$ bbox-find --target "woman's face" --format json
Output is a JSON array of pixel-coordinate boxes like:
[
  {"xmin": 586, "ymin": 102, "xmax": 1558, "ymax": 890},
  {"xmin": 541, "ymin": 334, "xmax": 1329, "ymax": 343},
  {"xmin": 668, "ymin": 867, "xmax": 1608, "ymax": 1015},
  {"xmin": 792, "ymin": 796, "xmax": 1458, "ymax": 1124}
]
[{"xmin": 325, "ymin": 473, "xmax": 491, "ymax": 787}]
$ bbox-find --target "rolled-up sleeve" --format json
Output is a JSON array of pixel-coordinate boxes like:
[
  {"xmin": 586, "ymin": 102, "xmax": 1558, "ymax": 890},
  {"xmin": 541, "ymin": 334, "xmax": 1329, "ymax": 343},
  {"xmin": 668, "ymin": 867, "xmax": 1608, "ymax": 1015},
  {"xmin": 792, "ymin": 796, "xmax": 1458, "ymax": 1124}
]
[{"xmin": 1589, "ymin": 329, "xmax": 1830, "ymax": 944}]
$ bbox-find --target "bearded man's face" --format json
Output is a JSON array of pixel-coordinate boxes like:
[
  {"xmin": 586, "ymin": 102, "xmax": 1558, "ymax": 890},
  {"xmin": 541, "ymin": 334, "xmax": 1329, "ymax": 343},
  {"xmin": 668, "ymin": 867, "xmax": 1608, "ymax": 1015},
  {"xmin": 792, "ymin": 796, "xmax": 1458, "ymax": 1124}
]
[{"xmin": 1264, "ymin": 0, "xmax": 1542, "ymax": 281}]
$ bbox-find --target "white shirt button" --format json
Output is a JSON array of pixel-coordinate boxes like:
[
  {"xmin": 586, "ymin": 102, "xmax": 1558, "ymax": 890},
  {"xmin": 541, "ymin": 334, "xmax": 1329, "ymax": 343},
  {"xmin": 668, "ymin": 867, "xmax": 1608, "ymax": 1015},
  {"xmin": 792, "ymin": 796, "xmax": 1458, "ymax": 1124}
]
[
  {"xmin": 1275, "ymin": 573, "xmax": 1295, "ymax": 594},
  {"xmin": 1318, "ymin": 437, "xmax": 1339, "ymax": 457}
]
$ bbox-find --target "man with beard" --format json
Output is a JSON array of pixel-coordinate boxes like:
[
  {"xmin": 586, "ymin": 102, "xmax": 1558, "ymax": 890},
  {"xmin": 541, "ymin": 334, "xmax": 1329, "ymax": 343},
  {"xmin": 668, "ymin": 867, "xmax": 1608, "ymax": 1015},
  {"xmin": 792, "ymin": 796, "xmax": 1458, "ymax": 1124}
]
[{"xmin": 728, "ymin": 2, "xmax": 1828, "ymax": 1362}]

Brief =>
Return every line above that contains the word "face".

Output for this exercise =>
$ bbox-find --target "woman's face" --format json
$ bbox-find --target "bearded man's face" --format json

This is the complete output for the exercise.